Problem statement: Rewrite the records below from the line with "For every instance of the tree silhouette, give" through the end of the records, replacing "blue logo icon" with "blue badge" and leaving everything else unchanged.

Given records:
★ ★ ★ ★
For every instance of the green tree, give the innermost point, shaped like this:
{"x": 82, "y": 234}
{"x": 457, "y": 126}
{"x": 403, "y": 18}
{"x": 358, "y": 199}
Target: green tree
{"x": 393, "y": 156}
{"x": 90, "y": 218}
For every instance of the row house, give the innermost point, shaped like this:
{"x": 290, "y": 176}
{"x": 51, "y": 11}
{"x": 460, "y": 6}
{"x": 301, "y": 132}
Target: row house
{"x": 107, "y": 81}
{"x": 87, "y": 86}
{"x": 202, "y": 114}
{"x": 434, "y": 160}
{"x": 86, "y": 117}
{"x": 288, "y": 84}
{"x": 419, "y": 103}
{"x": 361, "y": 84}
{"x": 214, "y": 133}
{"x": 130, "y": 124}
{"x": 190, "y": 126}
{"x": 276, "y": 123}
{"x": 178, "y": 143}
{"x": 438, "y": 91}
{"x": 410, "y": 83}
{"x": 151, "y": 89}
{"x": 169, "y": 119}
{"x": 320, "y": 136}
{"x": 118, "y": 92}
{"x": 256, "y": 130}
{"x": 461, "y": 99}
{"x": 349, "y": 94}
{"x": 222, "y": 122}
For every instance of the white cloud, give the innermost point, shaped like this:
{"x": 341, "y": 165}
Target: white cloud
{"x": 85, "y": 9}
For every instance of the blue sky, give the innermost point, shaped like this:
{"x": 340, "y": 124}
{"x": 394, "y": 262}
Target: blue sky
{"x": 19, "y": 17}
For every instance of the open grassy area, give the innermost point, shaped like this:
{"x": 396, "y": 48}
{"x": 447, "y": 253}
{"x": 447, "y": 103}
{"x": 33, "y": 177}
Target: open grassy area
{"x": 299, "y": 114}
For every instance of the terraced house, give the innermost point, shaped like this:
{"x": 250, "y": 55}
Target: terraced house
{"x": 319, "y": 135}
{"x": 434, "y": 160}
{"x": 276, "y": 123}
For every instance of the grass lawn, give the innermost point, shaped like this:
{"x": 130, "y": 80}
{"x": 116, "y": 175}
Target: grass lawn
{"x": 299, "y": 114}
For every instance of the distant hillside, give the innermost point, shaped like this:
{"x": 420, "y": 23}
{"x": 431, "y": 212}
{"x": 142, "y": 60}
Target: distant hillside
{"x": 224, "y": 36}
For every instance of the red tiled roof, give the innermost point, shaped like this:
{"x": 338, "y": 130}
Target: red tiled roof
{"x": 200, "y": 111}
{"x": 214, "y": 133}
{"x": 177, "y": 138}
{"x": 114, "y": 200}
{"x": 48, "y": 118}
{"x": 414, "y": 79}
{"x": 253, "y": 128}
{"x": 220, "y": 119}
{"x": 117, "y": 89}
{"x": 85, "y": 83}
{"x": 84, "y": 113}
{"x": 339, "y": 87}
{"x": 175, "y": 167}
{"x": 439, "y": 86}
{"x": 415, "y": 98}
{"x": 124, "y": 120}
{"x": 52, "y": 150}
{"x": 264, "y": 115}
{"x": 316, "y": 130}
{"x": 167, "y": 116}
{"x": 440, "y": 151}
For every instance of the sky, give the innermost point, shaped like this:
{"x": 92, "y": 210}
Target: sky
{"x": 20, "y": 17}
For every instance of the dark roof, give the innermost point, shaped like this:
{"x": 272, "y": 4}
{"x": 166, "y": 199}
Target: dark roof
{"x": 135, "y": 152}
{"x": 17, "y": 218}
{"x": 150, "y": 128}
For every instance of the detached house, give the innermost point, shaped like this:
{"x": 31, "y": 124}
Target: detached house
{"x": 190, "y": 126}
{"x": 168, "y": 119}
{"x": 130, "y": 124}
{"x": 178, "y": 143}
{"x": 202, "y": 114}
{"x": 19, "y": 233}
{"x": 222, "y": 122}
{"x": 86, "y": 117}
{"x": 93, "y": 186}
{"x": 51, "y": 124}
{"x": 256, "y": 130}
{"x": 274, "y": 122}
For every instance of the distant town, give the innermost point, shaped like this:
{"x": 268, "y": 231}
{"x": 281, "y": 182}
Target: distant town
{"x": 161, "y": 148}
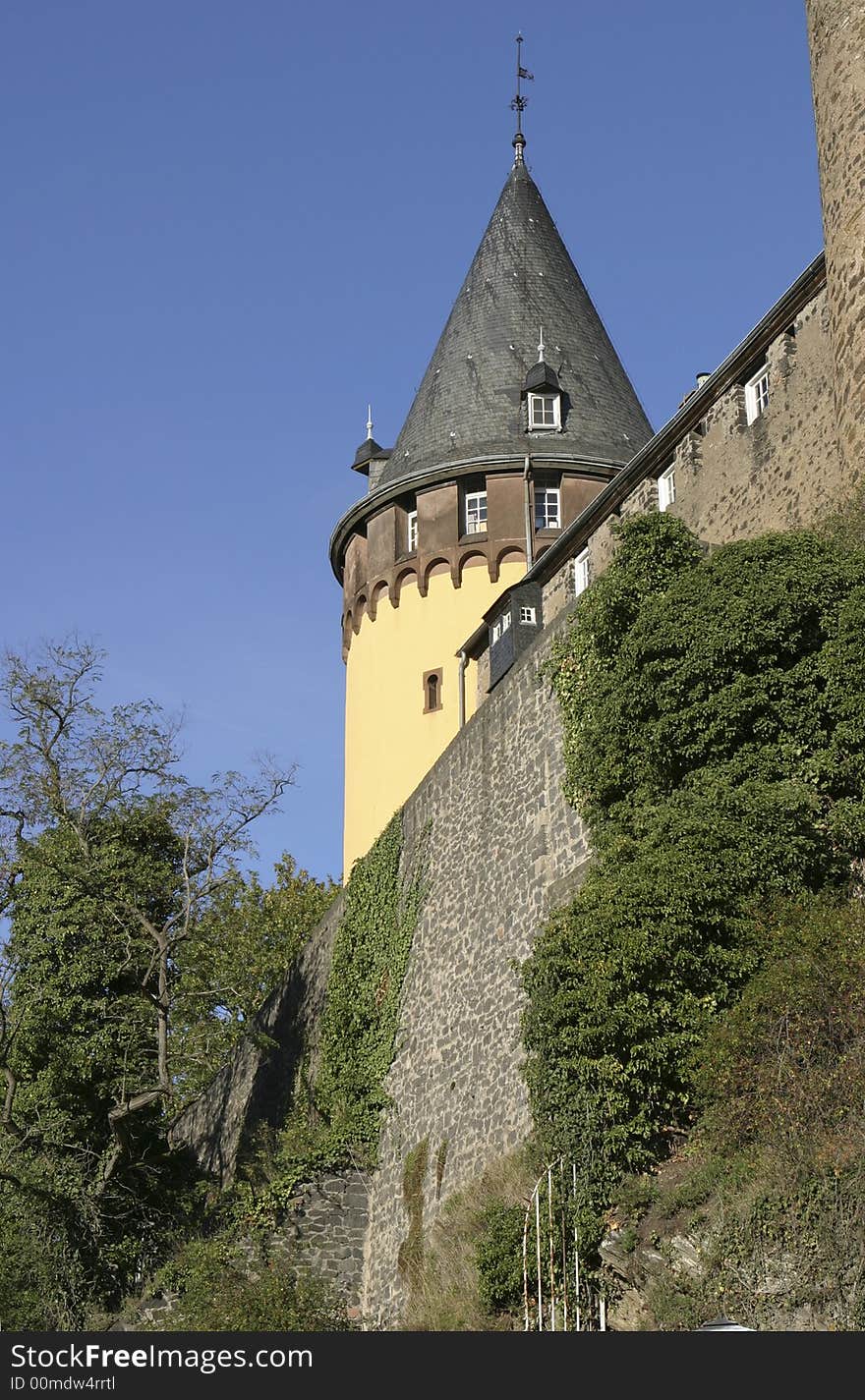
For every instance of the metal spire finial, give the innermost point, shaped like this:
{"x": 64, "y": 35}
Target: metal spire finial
{"x": 519, "y": 101}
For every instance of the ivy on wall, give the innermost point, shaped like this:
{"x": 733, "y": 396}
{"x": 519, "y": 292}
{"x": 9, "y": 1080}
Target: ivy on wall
{"x": 335, "y": 1117}
{"x": 714, "y": 718}
{"x": 362, "y": 1011}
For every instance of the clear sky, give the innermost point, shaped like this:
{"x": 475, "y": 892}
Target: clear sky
{"x": 228, "y": 226}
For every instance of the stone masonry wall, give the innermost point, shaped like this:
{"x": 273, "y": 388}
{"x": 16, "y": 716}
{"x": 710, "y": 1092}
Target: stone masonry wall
{"x": 836, "y": 31}
{"x": 504, "y": 850}
{"x": 736, "y": 480}
{"x": 255, "y": 1087}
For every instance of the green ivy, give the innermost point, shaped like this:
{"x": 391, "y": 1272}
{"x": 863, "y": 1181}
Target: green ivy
{"x": 714, "y": 730}
{"x": 360, "y": 1021}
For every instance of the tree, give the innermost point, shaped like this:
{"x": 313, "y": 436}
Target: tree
{"x": 109, "y": 862}
{"x": 244, "y": 941}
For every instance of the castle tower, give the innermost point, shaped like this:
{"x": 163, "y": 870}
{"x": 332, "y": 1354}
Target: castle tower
{"x": 522, "y": 418}
{"x": 836, "y": 31}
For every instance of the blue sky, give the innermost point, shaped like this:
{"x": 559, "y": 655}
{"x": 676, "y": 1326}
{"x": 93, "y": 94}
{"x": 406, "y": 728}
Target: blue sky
{"x": 227, "y": 227}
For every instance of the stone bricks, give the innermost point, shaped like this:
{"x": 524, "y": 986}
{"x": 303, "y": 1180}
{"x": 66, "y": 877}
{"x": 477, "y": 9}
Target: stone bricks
{"x": 836, "y": 31}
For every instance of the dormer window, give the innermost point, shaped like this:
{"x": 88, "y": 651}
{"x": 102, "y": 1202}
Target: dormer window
{"x": 545, "y": 412}
{"x": 548, "y": 507}
{"x": 756, "y": 394}
{"x": 666, "y": 489}
{"x": 476, "y": 513}
{"x": 544, "y": 395}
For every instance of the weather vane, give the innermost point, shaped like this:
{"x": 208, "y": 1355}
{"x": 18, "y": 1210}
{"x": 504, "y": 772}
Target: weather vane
{"x": 519, "y": 101}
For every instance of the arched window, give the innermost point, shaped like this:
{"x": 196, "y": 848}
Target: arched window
{"x": 432, "y": 691}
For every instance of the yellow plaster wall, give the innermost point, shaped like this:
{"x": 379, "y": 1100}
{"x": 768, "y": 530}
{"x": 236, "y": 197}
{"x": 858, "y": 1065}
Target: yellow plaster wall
{"x": 389, "y": 741}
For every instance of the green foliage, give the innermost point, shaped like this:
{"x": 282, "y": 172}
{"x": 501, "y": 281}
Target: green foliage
{"x": 217, "y": 1292}
{"x": 782, "y": 1074}
{"x": 335, "y": 1113}
{"x": 500, "y": 1258}
{"x": 83, "y": 1027}
{"x": 244, "y": 944}
{"x": 362, "y": 1011}
{"x": 410, "y": 1258}
{"x": 714, "y": 714}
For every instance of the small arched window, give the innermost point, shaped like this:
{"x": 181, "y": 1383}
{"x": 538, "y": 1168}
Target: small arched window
{"x": 432, "y": 691}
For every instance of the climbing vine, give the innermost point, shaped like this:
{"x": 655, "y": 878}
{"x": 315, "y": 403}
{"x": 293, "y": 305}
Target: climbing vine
{"x": 714, "y": 720}
{"x": 362, "y": 1011}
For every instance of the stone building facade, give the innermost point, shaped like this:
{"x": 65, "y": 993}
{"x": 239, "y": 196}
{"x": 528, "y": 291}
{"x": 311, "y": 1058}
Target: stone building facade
{"x": 773, "y": 438}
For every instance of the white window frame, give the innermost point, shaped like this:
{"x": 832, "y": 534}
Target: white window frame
{"x": 476, "y": 506}
{"x": 551, "y": 518}
{"x": 538, "y": 412}
{"x": 581, "y": 572}
{"x": 666, "y": 489}
{"x": 756, "y": 394}
{"x": 501, "y": 625}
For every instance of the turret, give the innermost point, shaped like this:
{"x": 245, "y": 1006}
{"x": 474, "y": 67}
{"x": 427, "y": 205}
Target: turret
{"x": 507, "y": 440}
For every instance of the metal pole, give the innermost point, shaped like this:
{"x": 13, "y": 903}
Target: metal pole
{"x": 551, "y": 1249}
{"x": 538, "y": 1248}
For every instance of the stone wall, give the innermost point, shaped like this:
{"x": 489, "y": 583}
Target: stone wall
{"x": 255, "y": 1087}
{"x": 504, "y": 850}
{"x": 736, "y": 479}
{"x": 836, "y": 31}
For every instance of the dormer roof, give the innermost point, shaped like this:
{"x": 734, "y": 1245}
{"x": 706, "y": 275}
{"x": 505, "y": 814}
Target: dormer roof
{"x": 542, "y": 377}
{"x": 367, "y": 452}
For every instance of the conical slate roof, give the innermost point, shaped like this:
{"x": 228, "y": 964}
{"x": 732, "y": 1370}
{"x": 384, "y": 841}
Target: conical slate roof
{"x": 469, "y": 402}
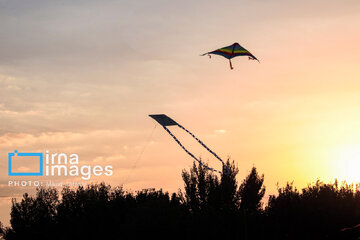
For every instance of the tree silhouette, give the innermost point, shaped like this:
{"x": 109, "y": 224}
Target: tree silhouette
{"x": 210, "y": 206}
{"x": 251, "y": 192}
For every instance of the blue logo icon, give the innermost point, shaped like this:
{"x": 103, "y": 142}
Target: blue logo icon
★ ★ ★ ★
Answer to this task:
For every instance of the tree silhouette, give the innermost point, shaped like this:
{"x": 109, "y": 224}
Target: tree silhouette
{"x": 210, "y": 206}
{"x": 251, "y": 192}
For every instance of the blue badge, give the innermost point, shaped like this:
{"x": 103, "y": 142}
Target: blue badge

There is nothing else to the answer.